──────── TEXT

Preferred Apartment Communities, Inc.
Q1 2013 Earnings Call Transcript

Published:

  • Operator:
    Good morning and welcome to the Preferred Apartment Communities First Quarter 2013 Earnings Conference Call. All participants will be in a listen-only mode. (Operator Instructions) After today’s presentation there will be an opportunity to ask questions. Please note this event is being recorded. I would now like to turn the conference over to Lenny Silverstein, President and Chief Operating Officer. Please go ahead, Sir.
  • Leonard A. Silverstein:
    Thank you for joining us this morning and welcome to Preferred Apartment Communities first quarter 2013 earnings call. We hope that each of you have had a chance to review our first quarter earnings report which we released yesterday after the market closed. In a moment, I’ll be turning the call over to John Williams, our Chairman and Chief Executive Officer for a review of our performance during the first quarter and his thoughts for the remainder of 2013. Also with us today are Mike Cronin, our Executive Vice President and Chief Accounting Officer; Dan DuPree, Vice Chairman Of the Board and Lead Independent Director; Rob Gayle, Chief Operating Officer of Preferred Residential Management, our property management company; John Isakson, our Chief Investment Officer; and Paul Cullen, who directs our marketing efforts. Following the conclusion of our prepared remarks, we'll be pleased to answer any questions you may have. Before we begin, I'd like everyone to note that forward-looking statements may be made during our call. These statements are not guarantees of future performance and involve various risks and uncertainties and actual results may differ materially. There is a discussion about these risks and uncertainties in yesterday's press release. Our press release can be found on our website, at pacapts.com. The press released on our website also includes an attachment containing our supplemental financial data report for the first quarter with definitions and reconciliations of non-GAAP financial measures and other terms, which may be used in today's discussion. We encourage you to refer to this information during your review of our operating results and financial performance. Now, I'd like to turn the call over to John Williams for his remarks. John?

────────────────

**GIVEN TASK 1:**
Answer these questions about the earnings call transcript:
(a) Who does the operator name as President and Chief Operating Officer?
(b) At what website can the press release be found?
(c) Who directs the company's marketing efforts?
**GIVEN TASK 2:**
Return the portion of the earnings call transcript starting with "Q1 2013 Earnings" and going on through "go ahead, Sir.", copied word for word.
The listing that comes next has no role in this work.

──────── EXTRACTED INFORMATION

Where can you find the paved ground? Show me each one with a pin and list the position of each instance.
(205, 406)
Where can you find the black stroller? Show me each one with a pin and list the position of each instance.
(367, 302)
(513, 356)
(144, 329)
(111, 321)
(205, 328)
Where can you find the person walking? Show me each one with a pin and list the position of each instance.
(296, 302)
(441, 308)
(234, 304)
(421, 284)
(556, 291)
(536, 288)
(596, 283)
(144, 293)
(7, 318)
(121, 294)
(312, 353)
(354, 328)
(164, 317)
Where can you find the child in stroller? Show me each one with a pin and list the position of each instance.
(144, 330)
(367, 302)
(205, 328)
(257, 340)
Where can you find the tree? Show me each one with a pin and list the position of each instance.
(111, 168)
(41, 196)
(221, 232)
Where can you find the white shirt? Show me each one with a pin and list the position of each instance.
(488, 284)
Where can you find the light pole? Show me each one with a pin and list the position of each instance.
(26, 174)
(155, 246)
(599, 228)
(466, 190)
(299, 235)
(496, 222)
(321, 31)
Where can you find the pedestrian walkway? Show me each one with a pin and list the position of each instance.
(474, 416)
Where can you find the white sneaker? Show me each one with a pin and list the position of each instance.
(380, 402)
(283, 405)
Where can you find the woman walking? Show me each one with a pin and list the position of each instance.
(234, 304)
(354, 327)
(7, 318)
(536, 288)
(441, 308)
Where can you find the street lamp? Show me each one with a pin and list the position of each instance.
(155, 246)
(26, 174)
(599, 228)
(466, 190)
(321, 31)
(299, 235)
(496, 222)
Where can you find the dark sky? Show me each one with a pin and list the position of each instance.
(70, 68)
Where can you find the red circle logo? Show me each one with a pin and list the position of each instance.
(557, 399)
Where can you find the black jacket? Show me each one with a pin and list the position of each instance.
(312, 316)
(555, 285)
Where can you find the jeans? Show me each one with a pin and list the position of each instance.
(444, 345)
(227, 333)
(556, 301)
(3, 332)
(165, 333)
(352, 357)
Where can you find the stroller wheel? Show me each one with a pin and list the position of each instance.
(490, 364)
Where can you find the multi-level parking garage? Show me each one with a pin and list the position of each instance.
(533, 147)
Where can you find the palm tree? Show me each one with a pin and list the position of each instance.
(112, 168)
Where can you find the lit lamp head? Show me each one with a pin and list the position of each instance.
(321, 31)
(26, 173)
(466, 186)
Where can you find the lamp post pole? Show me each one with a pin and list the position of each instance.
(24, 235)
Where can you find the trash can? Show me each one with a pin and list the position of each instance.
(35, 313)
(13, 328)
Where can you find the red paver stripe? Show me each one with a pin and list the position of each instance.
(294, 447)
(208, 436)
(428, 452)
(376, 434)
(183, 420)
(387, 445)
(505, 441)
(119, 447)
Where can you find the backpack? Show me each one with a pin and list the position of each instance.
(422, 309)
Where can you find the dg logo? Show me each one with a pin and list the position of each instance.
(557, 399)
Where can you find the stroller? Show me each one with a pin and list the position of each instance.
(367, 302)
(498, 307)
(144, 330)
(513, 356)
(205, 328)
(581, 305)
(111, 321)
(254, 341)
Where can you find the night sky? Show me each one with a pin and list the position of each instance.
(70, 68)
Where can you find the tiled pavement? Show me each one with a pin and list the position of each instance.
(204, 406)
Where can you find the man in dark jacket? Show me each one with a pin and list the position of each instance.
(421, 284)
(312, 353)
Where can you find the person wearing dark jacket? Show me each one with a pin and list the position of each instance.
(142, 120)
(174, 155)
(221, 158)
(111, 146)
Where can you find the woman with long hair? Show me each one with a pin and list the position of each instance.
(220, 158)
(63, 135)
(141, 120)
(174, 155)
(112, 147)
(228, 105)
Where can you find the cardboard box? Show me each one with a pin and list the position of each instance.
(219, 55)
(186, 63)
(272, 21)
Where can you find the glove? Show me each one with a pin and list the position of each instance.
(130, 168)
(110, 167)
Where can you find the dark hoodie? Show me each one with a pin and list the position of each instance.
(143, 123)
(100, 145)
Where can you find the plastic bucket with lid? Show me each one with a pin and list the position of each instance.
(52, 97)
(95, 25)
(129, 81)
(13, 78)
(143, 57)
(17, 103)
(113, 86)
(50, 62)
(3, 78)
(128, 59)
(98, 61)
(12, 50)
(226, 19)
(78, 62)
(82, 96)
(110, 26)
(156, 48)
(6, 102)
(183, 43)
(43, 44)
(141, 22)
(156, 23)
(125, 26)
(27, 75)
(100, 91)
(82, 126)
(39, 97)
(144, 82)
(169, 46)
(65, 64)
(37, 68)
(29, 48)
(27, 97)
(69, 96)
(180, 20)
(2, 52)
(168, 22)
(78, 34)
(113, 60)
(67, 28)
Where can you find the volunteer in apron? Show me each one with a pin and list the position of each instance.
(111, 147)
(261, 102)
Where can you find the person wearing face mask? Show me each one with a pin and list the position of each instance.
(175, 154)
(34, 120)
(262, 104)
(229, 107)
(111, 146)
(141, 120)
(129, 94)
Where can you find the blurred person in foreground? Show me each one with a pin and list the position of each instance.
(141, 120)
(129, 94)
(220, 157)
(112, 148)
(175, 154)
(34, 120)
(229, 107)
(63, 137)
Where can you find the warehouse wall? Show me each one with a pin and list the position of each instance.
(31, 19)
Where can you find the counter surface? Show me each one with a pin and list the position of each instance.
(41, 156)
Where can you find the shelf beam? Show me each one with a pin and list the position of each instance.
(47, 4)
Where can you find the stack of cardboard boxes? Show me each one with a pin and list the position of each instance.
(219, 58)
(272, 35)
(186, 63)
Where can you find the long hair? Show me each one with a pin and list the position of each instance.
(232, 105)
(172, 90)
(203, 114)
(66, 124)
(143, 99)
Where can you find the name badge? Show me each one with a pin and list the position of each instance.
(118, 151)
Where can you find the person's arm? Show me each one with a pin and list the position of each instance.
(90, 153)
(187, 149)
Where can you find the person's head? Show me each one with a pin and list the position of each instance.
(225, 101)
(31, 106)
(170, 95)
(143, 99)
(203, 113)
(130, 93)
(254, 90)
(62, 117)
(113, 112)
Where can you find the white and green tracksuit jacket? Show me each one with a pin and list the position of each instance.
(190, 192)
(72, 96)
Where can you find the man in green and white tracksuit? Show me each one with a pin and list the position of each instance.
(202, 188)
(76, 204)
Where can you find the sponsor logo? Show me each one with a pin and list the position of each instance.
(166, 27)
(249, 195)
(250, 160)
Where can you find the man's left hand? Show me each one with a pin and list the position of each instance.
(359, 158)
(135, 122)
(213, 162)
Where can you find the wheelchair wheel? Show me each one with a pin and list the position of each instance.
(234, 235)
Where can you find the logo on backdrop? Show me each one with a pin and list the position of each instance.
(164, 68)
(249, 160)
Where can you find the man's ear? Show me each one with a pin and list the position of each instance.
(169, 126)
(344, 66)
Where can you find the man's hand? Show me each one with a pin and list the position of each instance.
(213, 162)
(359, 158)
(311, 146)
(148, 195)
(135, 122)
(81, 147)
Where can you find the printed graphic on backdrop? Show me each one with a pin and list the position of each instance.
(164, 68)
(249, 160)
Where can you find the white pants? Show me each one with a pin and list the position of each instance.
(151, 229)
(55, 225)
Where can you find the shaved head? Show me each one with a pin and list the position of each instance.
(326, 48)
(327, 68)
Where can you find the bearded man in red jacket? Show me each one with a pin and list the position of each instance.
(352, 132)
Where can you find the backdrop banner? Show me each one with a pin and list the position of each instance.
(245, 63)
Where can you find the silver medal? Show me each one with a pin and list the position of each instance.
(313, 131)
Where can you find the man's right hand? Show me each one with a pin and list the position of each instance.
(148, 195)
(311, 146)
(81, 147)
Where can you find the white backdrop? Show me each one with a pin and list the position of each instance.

────────────────

**TASK RESULT 1:**
(a) Lenny Silverstein
(b) pacapts.com
(c) Paul Cullen

**TASK RESULT 2:**
Q1 2013 Earnings Call Transcript

Published:

  • Operator:
    Good morning and welcome to the Preferred Apartment Communities First Quarter 2013 Earnings Conference Call. All participants will be in a listen-only mode. (Operator Instructions) After today’s presentation there will be an opportunity to ask questions. Please note this event is being recorded. I would now like to turn the conference over to Lenny Silverstein, President and Chief Operating Officer. Please go ahead, Sir.